==== Text block

Cataract Surgery

Cataract Surgery

Although you’re probably not looking forward to cataract surgery, keep in mind that modern cataract surgery is one of the safest and most effective surgeries performed today. There are over three million cataract surgeries in the United States every year and the vast majority have excellent outcomes which greatly improve quality of life.

Being prepared for your upcoming surgery by knowing what to ask your eye doctor and understanding your options will ease your mind and be sure you’re ready for recovery.
 

Find an Ophthalmologist

First, you’ll need an ophthalmologist to perform cataract surgery. Ophthalmologists treat eye diseases, prescribe medications, and perform surgeries to improve eye and vision-related conditions. In addition to four years of medical school and one year of internship, all ophthalmologists have three years of residency. Here are some ways to identify the best provider for your needs:
 

  • Your Regular Eye Doctor – Even if your eye doctor is an optometrist, he/she will be knowledgeable about ophthalmologists in the region and can advise on their specialties.

========
==== Dataset entries

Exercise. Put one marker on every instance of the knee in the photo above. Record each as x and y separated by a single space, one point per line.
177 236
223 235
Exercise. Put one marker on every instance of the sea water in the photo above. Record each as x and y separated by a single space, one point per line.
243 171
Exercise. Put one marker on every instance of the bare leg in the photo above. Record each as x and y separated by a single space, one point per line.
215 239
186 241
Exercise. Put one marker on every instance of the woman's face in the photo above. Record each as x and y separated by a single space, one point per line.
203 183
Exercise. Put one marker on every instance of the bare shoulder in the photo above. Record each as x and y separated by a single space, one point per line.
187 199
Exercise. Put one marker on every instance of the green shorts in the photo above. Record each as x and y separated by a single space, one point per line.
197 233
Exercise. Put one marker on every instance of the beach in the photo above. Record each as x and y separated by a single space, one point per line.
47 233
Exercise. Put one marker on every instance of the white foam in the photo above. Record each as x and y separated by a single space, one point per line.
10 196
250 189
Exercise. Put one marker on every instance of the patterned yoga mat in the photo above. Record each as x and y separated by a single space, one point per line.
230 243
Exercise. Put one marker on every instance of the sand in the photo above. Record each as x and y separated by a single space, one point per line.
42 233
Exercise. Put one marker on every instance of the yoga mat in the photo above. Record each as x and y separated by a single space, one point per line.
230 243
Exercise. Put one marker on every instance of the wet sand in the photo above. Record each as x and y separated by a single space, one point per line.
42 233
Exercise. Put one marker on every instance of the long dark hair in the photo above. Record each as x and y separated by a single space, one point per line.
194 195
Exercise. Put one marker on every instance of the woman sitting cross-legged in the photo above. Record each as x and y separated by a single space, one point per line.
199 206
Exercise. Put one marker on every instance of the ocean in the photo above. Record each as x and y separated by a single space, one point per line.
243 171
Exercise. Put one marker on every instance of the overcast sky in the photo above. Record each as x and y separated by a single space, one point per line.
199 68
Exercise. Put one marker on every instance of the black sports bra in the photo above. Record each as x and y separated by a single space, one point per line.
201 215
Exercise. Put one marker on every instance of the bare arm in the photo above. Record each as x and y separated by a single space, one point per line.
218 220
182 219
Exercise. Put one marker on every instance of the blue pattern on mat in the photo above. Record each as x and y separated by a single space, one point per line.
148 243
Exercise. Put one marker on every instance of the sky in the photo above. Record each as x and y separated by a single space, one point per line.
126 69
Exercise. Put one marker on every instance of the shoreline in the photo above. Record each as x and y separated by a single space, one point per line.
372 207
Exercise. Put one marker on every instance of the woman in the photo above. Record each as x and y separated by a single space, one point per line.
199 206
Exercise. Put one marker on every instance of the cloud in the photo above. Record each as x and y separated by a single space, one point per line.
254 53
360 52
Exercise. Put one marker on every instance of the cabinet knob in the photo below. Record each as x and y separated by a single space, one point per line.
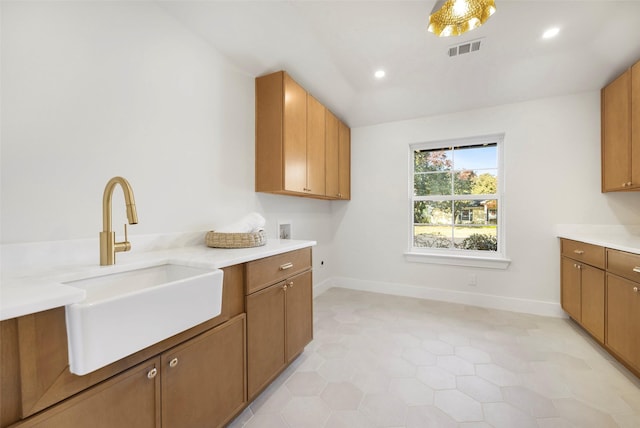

========

> [Exercise objective]: Could you continue the cataract surgery text from where it stops?

> [Output below]:
  • Family and Friends – If they had a positive experience, you can hear personal stories to really know if the doctor is right for you.

  • Go Online – Find eye surgeons in your area by using the American Academy of Ophthalmology’s Find an Ophthalmologist tool.
     

Consult with the Ophthalmologist

Once you find the right doctor, you’ll have a consultation before proceeding. You'll undergo a comprehensive eye exam and a preoperative exam to determine the level of correction needed and confirm you're healthy enough for surgery.

Your doctor will also need to take measurements of your eyes before the procedure. This will determine the curvature of your cornea and the length of your eye. They need this information to choose the right size and power of the intraocular lens (IOL). This artificial lens will replace the cloudy lens inside your eye.

There are a variety of IOLs with different features available. Before surgery, you and your eye surgeon will discuss which type might work best for you and your lifestyle but bear in mind that insurance companies may not pay for all types of lenses. Some of the types of lenses available include:

  • Fixed-focus monofocal – This has a single focus strength for distance vision. You’ll likely still need reading glasses.

  • Accommodating-focus monofocal – These are designed to provide a greater range of paragraph vision after cataract surgery than conventional monofocal IOLs.

  • Multifocal – Like glasses with bifocal or progressive lenses, they allow near, medium and far vision.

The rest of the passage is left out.